# [Task]
Could you report every line from the entries that includes the word "highway"?

# [Records provided]
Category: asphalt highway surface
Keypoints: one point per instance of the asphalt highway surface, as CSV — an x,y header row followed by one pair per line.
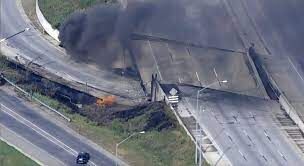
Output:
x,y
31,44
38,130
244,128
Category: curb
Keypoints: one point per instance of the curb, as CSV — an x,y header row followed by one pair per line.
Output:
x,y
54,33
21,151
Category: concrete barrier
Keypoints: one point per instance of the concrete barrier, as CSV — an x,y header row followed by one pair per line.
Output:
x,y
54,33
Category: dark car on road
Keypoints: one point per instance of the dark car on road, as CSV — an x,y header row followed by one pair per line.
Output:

# [Written response]
Category: asphalt highway surface
Keypoints: one point per instance of the asphalt highway surface, as CSV — an x,y header row followed by one pair per line.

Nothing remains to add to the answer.